- _Extract to read_:
_ _ _ _
Lynch intended to only produce the film, but after reading Gifford's book, he decided to write and direct it as well. He disliked the ending of the novel and decided to change it to fit his vision of the main characters. The film is noted for its allusions to The Wizard of Oz and Elvis Presley. [4] Early test screenings for the film were poorly received, with Lynch estimating that at least 300 people walked out due to its sexual and violent content.
Wild at Heart won the Palme d'Or at the 1990 Cannes Film Festival, which at the time was considered a controversial decision. [5] The film was theatrically released in the United States on August 17, 1990, to polarized reviews from critics and grossed $14 million against its $10 million budget. At the 6th Independent Spirit Awards, Dafoe was nominated for Best Supporting Male and Elmes won for Best Cinematography. Ladd was nominated for the Academy Award for Best Supporting Actress and the Golden Globe Award for Best Supporting Actress – Motion Picture at the 63rd Academy Awards and the 48th Golden Globe Awards, respectively. The film has been positively reevaluated by critics in the years since its release.
Lovers Lula and Sailor are separated after he is jailed for killing a man who attacked him with a knife; the assailant, Bobby Ray Lemon, was hired by Lula's mother, Marietta Fortune. Upon Sailor's release, Lula picks him up outside prison, where she hands him his snakeskin jacket. They go to a hotel where she reserved a room, make love, and go to see the speed metal band Powermad. At the club, Sailor gets into a fight with a man who flirts with Lula, and then leads the band in a rendition of the Elvis Presley song "Love Me". Later, back in their hotel room, after making love again, Sailor and Lula finally decide to run away to California, breaking Sailor's parole. Marietta arranges for private detective Johnnie Farragut—her on-off boyfriend—to find them and bring them back. But unbeknownst to Farragut, Marietta also hires gangster Marcelles Santos to track them and kill Sailor. Santos's minions capture and kill Farragut, sending Marietta into a guilt-fueled psychosis.
Unaware of all the events happening back in North Carolina, Lula and Sailor continue on their way until they witness—according to Lula—a bad omen: the aftermath of a two-car accident, and the only survivor, a young woman, dying in front of them. With little money left, Sailor heads for Big Tuna, Texas, where he contacts his old acquaintance, Perdita Durango, who might be able to help them, although she secretly knows Lula's mother has a contract out for his murder. At an outdoor party, Lula and Sailor meet Bobby Peru, a career criminal. Lula, who has been feeling ill, tells Sailor she is pregnant with his child. While Sailor is changing their car's oil, Lula waits for him in the hotel room. Peru enters the room and threatens to sexually assault Lula, forcing her to ask him to have sex with her before leaving, stating he has no time. This traumatizes Lula, who was also raped as a child.
_ _ _ _
- _Data excerpts_:
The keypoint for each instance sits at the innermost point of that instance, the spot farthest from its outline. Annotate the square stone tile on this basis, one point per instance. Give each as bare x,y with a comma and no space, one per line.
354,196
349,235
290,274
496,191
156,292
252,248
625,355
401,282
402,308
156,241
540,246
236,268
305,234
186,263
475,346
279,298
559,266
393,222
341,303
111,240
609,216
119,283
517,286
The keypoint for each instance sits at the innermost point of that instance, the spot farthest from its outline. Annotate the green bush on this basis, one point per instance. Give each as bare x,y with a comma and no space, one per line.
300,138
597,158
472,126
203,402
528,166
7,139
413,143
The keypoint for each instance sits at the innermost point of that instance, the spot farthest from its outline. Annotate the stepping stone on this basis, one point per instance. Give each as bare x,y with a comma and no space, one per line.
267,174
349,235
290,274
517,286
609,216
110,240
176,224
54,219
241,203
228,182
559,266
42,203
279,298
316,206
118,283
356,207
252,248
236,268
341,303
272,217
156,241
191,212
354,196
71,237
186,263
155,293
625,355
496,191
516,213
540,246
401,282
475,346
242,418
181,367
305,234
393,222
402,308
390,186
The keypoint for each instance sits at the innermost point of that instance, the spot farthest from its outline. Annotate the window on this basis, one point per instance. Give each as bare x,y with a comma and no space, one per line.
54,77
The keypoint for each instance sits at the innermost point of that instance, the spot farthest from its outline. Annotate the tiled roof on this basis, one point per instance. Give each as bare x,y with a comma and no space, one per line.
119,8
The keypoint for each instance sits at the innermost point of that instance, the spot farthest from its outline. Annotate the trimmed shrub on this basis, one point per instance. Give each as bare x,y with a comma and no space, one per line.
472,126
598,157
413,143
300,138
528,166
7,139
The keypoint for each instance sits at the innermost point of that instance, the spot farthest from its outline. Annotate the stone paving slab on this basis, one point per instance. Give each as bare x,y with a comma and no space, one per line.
_ _ _ _
- _What to work on_:
A. List every festival or awards event named in the passage about the film Wild at Heart above.
B. Carry on the plot summary of the film Wild at Heart from the point where it stops.

- _Written responses_:
A.
1990 Cannes Film Festival
6th Independent Spirit Awards
63rd Academy Awards
48th Golden Globe Awards

B.
Not knowing about Peru's abuse of Lula, Sailor agrees to accompany him to a bar. Over beers, Peru enlists Sailor's help in robbing a nearby feed store, which allegedly keeps $5,000 in cash on hand. The robbery goes spectacularly wrong when Peru unnecessarily shoots the two store clerks. Peru then admits to Sailor that he has been hired to kill him, and Sailor realizes he has been given a pistol with dummy ammunition. Chasing Sailor out of the store, Peru is about to kill him when the sheriff's deputy opens fire on him and Peru blows his own head off with his own shotgun. Sailor is arrested and sentenced to six years in prison.
While Sailor is in jail, Lula has their child. Upon his release, Lula decides to reunite with him. Rejecting her mother's objections over the phone, she throws water over her mother's photograph and goes to pick up Sailor with their son. When they meet Sailor, he reveals he will be leaving them both, having decided that mother and son are better off without his influence. While he is walking a short distance away, Sailor encounters a gang whose members surround him. He insults them, and they quickly knock him out. While unconscious, he sees a vision in the form of Glinda the Good Witch, who tells him, "Don't turn away from love, Sailor." When he awakens, Sailor apologizes to the men, tells them he realizes the error of his ways, and then runs after Lula. The photograph of Marietta, in Lula's house, sizzles and vanishes. As there is a traffic jam on the road, Sailor begins to run over the roofs and hoods of the cars to get back to Lula and their child in the car. Sailor sings "Love Me Tender" to Lula, having earlier said that he would only sing that song to his wife.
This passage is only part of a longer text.